■ ZIEL A
Nenne alle Personen, die im Text über die Zukunft des Euro mit Namen vorkommen.
■ ZIEL B
Beantworte diese Fragen zum Text über die Zukunft des Euro:
(i) Welches Datum steht über dem Text?
(ii) Wer hat den „2. FERI Science Talk“ ausgerichtet, und wo?
(iii) Wie zuversichtlich zeigten sich die Diskussionsteilnehmer?

■ VORLIEGENDER TEXTAUSZUG

*****

Wie steht es um die Zukunft des Euro?
17.10.2017
Prof. Dr. Hans Peter Grüner, Prof. Dr. Michael Wohlgemuth und Felix W. Zulauf (v. li. n. re) beim 2. Feri Sciene Talk / Foto: © FERI
Der "2. FERI Science Talk" beschäftigte sich mit der Zukunft des Euro. Dabei zeigten sich die Diskussionsteilnehmer nur wenig optimistisch.
Mit dem Euro sollte einst die europäische Integration vorangetrieben werden. Doch die Gemeinschaftswährung hat auch ihre Schattenseiten: Eine Staatsschuldenkrise ist längst kein nationales, sondern ein europäisches Problem. Ein Ausstieg aus dem Euro ist längst zum zentralen Thema zahlreicher Parteien in ganz Europa geworden. Wie sieht also die Zukunft des Euro aus? Darüber sprachen namhafte Europa-Experten beim „2. FERI Science Talk“, ausgerichtet vom FERI Cognitive Finance Institute in Bad Homburg.

*****

■ LISTE DER EINTRÄGE
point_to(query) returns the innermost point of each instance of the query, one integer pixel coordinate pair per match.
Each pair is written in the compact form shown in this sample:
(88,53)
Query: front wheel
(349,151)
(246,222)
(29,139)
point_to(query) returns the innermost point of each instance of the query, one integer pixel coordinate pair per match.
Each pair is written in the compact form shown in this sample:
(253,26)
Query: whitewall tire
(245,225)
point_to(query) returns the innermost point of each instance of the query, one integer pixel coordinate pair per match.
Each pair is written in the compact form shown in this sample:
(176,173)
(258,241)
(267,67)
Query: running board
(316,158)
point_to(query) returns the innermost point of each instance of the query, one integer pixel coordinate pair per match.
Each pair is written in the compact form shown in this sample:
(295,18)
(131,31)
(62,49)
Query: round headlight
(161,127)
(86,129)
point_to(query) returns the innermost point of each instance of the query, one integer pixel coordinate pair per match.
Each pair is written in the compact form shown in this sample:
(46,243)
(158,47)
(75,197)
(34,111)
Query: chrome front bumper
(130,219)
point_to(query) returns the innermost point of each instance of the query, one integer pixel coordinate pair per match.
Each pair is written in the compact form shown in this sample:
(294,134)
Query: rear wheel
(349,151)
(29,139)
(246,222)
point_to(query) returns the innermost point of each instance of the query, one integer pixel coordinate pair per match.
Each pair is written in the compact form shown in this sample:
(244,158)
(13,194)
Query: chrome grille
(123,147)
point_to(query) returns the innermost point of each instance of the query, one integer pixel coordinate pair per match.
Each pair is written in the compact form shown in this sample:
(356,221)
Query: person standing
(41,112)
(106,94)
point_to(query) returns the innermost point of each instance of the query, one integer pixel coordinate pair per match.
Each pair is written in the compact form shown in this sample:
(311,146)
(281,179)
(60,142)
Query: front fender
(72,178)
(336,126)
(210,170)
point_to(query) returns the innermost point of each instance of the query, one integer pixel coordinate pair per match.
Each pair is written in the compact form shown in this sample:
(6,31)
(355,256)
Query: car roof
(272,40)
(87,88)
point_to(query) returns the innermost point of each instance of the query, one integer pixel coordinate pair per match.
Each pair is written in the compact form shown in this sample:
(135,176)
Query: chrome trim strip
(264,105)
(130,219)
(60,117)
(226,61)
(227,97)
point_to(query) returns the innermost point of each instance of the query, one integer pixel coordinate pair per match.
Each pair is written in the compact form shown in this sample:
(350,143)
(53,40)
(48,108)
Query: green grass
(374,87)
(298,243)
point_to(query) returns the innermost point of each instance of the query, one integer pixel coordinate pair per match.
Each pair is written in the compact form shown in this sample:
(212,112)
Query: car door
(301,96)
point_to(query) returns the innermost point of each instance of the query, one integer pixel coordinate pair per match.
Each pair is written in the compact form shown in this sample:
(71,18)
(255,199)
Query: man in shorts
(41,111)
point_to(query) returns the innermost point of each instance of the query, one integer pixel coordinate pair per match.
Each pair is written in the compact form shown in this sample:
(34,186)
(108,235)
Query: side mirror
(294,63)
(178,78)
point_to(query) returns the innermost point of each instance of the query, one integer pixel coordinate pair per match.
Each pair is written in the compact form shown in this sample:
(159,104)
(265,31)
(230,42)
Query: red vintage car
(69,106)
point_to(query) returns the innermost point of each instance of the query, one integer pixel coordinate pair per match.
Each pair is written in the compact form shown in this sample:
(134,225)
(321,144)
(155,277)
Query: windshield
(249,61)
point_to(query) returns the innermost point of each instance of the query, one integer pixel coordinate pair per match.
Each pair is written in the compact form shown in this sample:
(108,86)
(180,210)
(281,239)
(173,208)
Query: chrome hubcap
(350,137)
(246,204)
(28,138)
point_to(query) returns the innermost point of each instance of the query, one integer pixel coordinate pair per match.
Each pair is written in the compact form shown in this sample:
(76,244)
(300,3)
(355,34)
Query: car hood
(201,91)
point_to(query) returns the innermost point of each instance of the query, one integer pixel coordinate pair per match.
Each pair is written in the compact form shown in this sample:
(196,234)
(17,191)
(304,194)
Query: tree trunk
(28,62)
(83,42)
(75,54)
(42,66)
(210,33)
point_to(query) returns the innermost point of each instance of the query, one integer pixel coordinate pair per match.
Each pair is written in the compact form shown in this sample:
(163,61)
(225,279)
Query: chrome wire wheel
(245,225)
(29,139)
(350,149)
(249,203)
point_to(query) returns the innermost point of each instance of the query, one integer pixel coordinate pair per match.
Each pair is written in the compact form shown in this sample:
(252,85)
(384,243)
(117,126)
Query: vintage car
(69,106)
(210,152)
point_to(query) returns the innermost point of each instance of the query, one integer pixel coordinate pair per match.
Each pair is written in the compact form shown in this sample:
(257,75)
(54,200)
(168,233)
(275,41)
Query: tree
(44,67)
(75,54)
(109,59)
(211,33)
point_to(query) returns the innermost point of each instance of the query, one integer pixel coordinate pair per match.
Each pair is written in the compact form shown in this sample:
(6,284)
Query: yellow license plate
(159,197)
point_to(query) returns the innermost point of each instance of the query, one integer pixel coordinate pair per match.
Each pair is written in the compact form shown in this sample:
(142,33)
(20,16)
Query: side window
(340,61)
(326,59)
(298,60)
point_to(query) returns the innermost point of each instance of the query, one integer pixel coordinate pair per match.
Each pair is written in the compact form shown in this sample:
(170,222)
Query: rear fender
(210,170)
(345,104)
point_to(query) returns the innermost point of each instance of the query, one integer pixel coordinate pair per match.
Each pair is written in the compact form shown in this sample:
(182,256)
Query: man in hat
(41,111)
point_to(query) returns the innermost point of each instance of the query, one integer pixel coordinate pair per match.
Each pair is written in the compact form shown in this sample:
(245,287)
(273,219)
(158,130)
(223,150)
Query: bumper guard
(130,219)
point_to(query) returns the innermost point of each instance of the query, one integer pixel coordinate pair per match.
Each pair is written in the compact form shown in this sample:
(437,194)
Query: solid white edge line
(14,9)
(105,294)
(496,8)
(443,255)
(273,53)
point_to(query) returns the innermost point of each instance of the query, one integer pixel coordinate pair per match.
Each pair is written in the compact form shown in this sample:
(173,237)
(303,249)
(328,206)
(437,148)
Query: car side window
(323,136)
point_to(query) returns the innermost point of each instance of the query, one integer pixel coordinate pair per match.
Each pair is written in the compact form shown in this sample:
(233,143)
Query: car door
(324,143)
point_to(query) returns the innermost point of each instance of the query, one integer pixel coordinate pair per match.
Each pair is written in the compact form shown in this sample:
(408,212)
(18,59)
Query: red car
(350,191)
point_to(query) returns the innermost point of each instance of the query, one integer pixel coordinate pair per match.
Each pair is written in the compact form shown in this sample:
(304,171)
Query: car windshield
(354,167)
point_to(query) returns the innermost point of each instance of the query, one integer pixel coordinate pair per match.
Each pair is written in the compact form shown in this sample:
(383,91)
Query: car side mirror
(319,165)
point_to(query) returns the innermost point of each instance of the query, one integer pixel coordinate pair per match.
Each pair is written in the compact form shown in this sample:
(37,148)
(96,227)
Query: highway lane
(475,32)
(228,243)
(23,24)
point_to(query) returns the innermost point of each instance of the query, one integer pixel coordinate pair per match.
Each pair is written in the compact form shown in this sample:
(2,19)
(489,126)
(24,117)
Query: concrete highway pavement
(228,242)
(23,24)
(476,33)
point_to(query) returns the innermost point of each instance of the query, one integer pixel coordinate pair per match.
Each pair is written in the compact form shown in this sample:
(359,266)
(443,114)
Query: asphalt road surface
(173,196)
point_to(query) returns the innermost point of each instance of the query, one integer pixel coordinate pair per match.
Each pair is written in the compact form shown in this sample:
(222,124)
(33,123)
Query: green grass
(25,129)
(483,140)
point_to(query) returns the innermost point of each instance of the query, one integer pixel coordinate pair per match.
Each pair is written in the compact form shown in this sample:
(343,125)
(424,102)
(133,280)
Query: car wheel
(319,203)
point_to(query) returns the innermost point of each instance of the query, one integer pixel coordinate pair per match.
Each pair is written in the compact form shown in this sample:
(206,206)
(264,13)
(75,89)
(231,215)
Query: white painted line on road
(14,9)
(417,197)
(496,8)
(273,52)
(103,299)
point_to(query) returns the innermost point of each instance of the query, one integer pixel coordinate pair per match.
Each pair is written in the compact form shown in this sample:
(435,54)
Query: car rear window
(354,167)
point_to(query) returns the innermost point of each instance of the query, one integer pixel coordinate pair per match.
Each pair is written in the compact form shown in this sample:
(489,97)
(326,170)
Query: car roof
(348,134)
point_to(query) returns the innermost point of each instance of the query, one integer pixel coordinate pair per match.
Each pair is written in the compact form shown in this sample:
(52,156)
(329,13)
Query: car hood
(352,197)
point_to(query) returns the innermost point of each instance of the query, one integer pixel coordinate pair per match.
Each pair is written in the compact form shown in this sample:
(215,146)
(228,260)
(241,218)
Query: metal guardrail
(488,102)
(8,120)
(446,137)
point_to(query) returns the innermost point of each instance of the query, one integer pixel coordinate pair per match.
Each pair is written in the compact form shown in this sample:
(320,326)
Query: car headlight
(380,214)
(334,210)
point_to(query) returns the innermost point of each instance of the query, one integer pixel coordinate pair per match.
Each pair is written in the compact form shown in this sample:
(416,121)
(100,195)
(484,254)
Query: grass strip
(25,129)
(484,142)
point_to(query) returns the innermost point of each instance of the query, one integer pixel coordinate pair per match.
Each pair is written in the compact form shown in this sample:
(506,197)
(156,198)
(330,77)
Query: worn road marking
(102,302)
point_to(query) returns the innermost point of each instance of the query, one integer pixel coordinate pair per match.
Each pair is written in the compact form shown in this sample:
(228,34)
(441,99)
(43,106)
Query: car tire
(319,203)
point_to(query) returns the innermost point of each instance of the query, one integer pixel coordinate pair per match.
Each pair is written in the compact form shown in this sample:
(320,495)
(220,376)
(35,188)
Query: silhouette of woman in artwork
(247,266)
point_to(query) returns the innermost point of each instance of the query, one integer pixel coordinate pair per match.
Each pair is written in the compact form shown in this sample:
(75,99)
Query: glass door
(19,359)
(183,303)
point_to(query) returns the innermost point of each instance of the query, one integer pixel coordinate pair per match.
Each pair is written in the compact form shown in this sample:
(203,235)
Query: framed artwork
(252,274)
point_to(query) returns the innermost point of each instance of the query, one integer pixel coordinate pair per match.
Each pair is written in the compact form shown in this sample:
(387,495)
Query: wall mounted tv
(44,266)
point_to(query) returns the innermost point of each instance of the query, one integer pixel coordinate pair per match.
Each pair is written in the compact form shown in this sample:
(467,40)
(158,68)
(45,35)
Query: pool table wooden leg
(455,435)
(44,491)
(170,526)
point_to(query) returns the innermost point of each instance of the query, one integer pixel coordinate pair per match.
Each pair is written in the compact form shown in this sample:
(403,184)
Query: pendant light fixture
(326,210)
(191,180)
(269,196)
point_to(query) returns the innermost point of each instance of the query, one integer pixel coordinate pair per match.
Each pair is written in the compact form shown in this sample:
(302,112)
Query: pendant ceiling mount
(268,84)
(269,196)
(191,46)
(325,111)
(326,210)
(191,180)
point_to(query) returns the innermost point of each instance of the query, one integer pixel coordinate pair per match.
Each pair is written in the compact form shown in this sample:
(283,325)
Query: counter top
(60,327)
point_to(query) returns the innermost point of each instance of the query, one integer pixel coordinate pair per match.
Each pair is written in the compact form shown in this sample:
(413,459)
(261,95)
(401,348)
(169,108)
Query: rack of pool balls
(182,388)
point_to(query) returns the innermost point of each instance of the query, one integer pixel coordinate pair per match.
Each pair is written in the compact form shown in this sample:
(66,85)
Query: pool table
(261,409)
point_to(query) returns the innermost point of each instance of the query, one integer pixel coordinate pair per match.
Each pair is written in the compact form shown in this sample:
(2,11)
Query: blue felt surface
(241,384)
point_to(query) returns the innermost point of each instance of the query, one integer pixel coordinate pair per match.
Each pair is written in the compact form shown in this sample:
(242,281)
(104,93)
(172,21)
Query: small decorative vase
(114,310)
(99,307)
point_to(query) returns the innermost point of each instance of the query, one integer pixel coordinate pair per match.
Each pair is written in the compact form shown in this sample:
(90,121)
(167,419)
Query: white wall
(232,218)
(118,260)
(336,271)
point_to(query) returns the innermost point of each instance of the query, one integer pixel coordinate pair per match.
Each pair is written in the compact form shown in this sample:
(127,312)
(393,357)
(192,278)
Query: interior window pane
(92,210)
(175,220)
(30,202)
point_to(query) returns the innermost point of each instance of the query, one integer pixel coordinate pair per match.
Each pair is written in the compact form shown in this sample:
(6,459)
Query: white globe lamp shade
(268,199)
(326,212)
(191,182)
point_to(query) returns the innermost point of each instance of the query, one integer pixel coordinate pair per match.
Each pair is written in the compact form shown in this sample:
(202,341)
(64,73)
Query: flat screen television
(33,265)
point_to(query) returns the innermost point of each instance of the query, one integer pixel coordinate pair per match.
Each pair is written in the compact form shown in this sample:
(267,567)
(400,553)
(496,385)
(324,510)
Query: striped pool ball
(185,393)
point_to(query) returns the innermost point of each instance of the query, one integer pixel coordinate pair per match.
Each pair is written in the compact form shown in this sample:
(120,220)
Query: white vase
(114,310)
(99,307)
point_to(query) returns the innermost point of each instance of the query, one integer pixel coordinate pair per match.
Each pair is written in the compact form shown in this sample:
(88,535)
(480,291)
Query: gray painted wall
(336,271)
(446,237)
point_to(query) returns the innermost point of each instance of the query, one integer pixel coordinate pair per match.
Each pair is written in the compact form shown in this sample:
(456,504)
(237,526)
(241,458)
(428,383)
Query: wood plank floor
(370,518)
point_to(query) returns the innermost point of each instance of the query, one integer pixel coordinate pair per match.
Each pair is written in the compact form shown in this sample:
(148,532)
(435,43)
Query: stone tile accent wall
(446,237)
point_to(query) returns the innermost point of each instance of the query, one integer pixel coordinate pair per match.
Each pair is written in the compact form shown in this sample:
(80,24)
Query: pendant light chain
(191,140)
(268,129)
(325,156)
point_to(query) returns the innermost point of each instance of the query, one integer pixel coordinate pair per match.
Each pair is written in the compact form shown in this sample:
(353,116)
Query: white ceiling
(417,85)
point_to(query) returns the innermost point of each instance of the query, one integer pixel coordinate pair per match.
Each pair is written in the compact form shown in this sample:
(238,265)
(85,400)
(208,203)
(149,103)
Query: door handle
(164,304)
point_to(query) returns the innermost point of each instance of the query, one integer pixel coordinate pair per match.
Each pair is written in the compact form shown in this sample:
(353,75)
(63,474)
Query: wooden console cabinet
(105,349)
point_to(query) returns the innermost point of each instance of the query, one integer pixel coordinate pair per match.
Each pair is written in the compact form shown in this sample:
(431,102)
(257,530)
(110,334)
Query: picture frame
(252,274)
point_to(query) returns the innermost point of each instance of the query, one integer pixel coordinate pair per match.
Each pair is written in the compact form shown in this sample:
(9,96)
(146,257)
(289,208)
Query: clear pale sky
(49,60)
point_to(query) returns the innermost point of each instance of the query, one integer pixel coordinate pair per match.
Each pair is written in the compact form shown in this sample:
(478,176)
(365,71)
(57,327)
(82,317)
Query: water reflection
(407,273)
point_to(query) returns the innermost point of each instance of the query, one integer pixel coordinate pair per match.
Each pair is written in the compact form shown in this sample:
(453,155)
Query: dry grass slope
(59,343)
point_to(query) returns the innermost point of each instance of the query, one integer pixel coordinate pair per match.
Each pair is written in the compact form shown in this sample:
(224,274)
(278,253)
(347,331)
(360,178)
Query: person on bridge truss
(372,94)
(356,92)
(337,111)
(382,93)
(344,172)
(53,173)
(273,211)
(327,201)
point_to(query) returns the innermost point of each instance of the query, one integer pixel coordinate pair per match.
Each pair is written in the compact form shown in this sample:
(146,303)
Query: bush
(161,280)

*****

■ LÖSUNG A
- Prof. Dr. Hans Peter Grüner
- Prof. Dr. Michael Wohlgemuth
- Felix W. Zulauf

■ LÖSUNG B
(i) 17.10.2017
(ii) Das FERI Cognitive Finance Institute in Bad Homburg.
(iii) Nur wenig optimistisch.